--- EXERCISE AIM ---
Print, word for word, the stretch of the Spark file-reading FAQ below that runs from "import org.apache.spark.SparkFiles" to "Driver: obtains the uploaded file.".

Help Center/ Data Lake Insight/ FAQs/ Spark Jobs/ Spark Job Development/ How Do I Read Uploaded Files for a Spark Jar Job?
Updated on 2024-11-15 GMT+08:00

How Do I Read Uploaded Files for a Spark Jar Job?

You can use SparkFiles to read the file submitted using –-file form a local path: SparkFiles.get("Name of the uploaded file").

  • The file path in the Driver is different from that obtained by the Executor. The path obtained by the Driver cannot be passed to the Executor.
  • You still need to call SparkFiles.get("filename") in Executor to obtain the file path.
  • The SparkFiles.get() method can be called only after Spark is initialized.
Figure 1 Adding other dependencies

The java code is as follows:

package main.java
 
import org.apache.spark.SparkFiles
import org.apache.spark.sql.SparkSession
 
import scala.io.Source
 
object DliTest {
  def main(args:Array[String]): Unit = {
    val spark = SparkSession.builder
      .appName("SparkTest")
      .getOrCreate()
 
    // Driver: obtains the uploaded file.
    println(SparkFiles.get("test"))
 
    spark.sparkContext.parallelize(Array(1,2,3,4))
         // Executor: obtains the uploaded file.
      .map(_ => println(SparkFiles.get("test")))
      .map(_ => println(Source.fromFile(SparkFiles.get("test")).mkString)).collect()
  }
}

--- RAW DATA ---
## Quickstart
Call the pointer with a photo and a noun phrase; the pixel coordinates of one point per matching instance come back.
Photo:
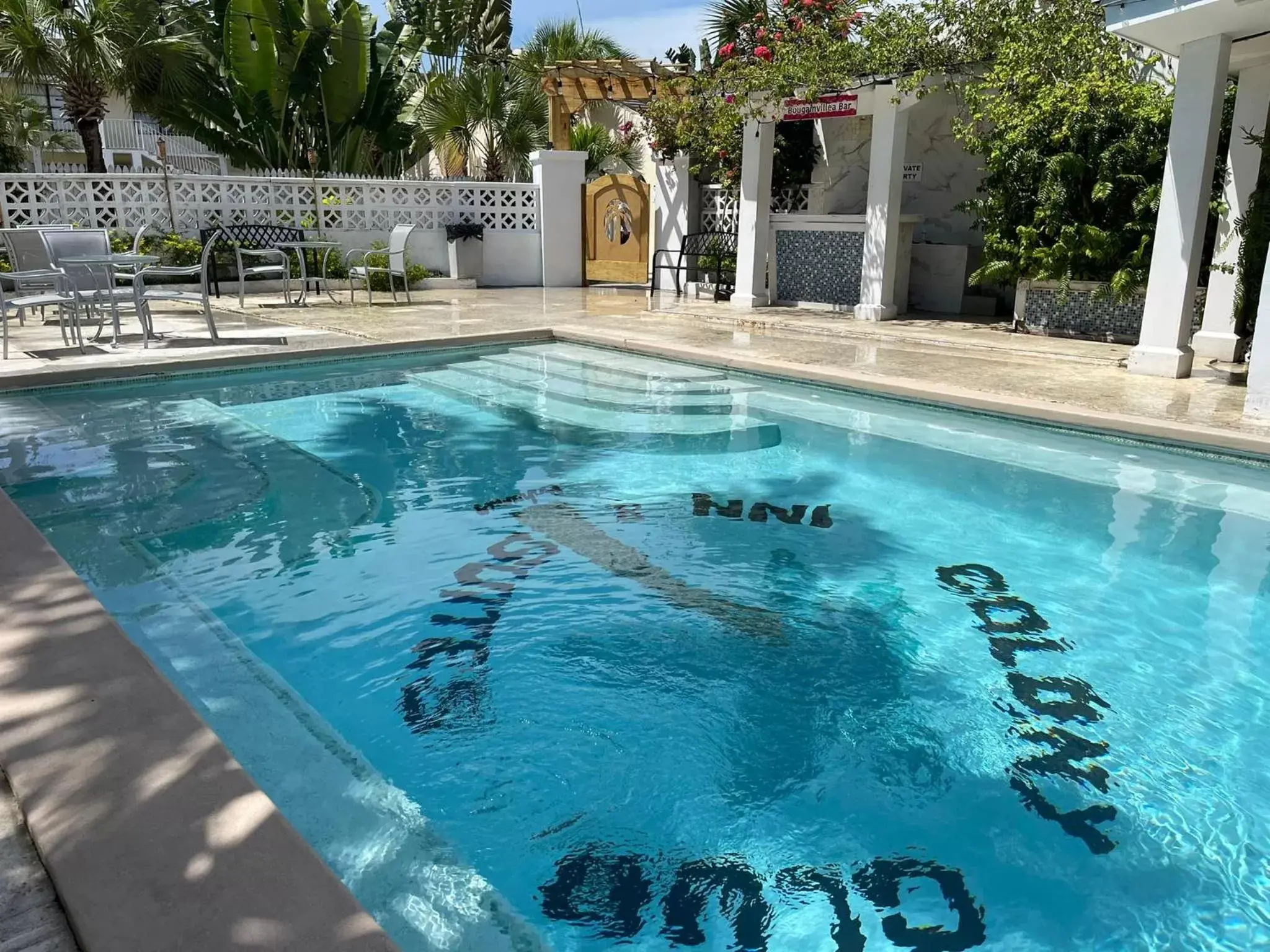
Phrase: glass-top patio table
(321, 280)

* * *

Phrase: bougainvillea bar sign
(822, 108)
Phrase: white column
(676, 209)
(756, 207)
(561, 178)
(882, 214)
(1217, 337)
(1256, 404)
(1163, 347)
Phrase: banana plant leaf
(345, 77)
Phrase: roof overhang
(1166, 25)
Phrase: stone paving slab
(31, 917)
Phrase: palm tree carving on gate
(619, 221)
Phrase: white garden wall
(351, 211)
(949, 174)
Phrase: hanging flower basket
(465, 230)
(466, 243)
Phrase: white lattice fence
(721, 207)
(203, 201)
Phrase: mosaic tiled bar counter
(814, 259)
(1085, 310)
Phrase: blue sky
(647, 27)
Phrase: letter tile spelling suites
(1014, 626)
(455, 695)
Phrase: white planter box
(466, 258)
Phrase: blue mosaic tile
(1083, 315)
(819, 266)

* * *

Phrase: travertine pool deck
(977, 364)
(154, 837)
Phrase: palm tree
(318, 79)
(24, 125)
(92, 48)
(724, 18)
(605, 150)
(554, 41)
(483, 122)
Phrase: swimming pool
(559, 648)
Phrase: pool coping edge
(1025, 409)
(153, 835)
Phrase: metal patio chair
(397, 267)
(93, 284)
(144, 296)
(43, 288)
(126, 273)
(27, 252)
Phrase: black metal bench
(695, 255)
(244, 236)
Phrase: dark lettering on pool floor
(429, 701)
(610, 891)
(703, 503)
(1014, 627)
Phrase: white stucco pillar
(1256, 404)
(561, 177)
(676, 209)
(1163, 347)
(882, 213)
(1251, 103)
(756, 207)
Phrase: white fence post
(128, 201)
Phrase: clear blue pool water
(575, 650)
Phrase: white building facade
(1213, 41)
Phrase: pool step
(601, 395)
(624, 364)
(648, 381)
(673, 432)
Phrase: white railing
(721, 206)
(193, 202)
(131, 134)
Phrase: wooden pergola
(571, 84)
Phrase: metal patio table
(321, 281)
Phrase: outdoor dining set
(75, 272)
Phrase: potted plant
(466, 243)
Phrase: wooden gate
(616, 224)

--- RESPONSE FOR THIS EXERCISE ---
import org.apache.spark.SparkFiles
import org.apache.spark.sql.SparkSession
 
import scala.io.Source
 
object DliTest {
  def main(args:Array[String]): Unit = {
    val spark = SparkSession.builder
      .appName("SparkTest")
      .getOrCreate()
 
    // Driver: obtains the uploaded file.